SET EXERCISE 1:
Answer these questions using the blog post on the Goblet of Fire discussion:
(a) How many days does the writer say remain before Deathly Hallows?
(b) Which date does the writer name?
(c) According to the words quoted from Voldemort, who died in the attempt to save Harry?
SET EXERCISE 2:
For each statement below, decide whether the blog post on the Goblet of Fire discussion supports it. Answer yes or no, and quote the words from the post that settle it.
(a) The post is dated on a Saturday.
(b) Voldemort says he expected the protection Harry received.
(c) The first discussion question deals with house-elves.
SET EXERCISE 3: Carry on the blog post about the Goblet of Fire discussion from its last line.

SOURCE PASSAGE:
Saturday, June 23, 2007

BBC: Harry Potter and the Goblet of Fire

Can you believe only 26 days before Deathly Hallows?!? :D *Snoopy dance* Owki, before I start gibbering about the near—and yet so far *sigh* (cue dramatic music...)—July 21st without sounding like a total cuckoobean, here are the questions for our Goblet of Fire discussion:
  • Is Hermione correct in her crusade against poor living conditions for house-elves? What other greater struggles does Hermione’s struggle for house-elf liberation parallel?
  • We learn that when Voldemort killed Harry’s parents, Harry survived the attack due to his mother’s loving sacrifice. Voldemort explains that “His mother died in the attempt to save him—and unwittingly provided him with a protection I admit I had not foreseen... I could not touch the boy.” As a result of surviving that attack Harry is labeled a great wizard, but has Harry truly earned that title? To what extent would you say that Harry is not so much “great” as lucky? In all that Harry does, how much is he acting of his own free will, and how much is he simply living out what from his birth has been his destiny?

DATASET:
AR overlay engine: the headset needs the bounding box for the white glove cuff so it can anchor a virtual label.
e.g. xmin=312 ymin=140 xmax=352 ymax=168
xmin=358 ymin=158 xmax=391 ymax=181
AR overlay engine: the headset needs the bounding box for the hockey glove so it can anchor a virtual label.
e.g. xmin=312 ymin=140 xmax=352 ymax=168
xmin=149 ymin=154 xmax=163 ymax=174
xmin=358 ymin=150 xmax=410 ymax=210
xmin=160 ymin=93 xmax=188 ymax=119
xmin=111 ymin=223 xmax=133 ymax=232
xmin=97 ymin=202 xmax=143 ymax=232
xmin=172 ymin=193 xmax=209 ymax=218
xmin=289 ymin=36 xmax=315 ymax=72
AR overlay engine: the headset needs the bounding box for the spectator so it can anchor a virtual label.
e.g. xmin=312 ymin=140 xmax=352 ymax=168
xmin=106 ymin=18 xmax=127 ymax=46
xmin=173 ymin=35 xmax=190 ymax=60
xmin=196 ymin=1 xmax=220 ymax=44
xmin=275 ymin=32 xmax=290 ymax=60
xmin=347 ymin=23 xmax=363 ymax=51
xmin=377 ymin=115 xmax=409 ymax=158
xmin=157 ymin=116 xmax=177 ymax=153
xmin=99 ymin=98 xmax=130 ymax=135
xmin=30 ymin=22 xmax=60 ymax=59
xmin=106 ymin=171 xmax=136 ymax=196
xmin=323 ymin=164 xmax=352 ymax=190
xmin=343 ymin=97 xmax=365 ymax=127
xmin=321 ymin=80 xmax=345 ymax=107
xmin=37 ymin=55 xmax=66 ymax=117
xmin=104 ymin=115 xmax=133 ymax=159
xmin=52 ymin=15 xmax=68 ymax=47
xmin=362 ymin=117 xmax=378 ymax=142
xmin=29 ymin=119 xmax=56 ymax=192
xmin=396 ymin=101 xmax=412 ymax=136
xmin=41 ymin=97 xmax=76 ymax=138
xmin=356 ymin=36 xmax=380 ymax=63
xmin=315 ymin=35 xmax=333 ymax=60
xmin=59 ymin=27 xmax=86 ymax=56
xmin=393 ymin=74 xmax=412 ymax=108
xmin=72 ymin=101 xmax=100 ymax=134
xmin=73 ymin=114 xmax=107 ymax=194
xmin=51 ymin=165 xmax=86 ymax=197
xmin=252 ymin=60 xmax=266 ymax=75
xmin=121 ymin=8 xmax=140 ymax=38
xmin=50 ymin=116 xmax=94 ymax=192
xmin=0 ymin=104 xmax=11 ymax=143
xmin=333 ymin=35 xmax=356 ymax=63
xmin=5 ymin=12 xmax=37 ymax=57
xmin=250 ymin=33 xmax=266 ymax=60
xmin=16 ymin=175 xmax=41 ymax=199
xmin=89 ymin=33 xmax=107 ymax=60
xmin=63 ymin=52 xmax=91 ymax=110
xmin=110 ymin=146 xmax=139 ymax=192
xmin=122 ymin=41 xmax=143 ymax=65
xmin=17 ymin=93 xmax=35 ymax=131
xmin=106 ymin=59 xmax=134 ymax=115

---

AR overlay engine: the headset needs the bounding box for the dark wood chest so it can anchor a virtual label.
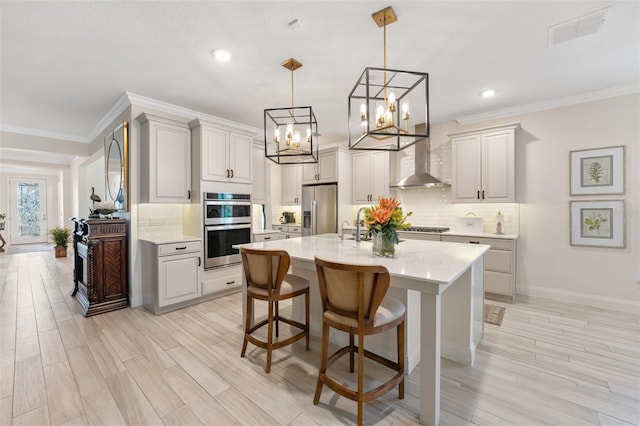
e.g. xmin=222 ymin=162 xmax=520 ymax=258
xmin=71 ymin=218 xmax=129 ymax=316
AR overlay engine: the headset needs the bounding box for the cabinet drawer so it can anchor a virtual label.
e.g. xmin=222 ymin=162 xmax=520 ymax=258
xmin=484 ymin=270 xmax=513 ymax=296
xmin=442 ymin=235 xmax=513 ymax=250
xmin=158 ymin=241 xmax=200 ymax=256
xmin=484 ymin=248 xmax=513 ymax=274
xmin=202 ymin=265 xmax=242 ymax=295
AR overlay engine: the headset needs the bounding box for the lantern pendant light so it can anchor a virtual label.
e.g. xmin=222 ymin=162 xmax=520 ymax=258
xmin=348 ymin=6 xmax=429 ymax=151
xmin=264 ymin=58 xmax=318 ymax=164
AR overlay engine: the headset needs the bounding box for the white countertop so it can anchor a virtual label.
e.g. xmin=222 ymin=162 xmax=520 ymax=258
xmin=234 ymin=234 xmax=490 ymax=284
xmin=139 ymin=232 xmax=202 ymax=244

* * *

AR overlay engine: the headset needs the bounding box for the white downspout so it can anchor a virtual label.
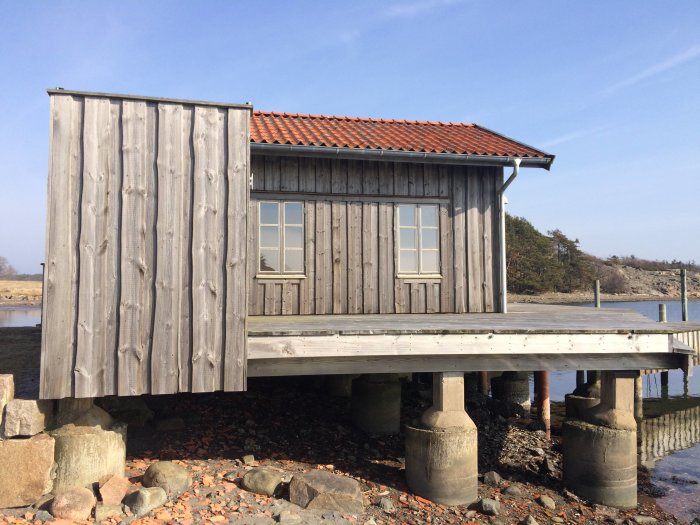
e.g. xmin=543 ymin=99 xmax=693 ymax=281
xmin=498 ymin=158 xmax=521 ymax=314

FINAL RESULT 1:
(a) 26 days
(b) July 21st
(c) Harry's mother

FINAL RESULT 2:
(a) Yes: "Saturday, June 23, 2007"
(b) No: "a protection I admit I had not foreseen"
(c) Yes: "Is Hermione correct in her crusade against poor living conditions for house-elves?"

FINAL RESULT 3:
  • The Goblet of Fire, the halfway book in the series, leaves readers anticipating the conflict that will surely erupt between the Dark Lord and his forces and those who would oppose him. At the end of the book, Dumbledore begins to rally those who would fight against Voldemort, telling the students at Hogwarts to “Remember Cedric. Remember, if the time should come when you have to make a choice between what is right and what is easy...” With that statement, Dumbledore appears to be saying that what is right and what is easy are not the same. Do you agree with this? Think of examples from your own life where making the right choice was difficult.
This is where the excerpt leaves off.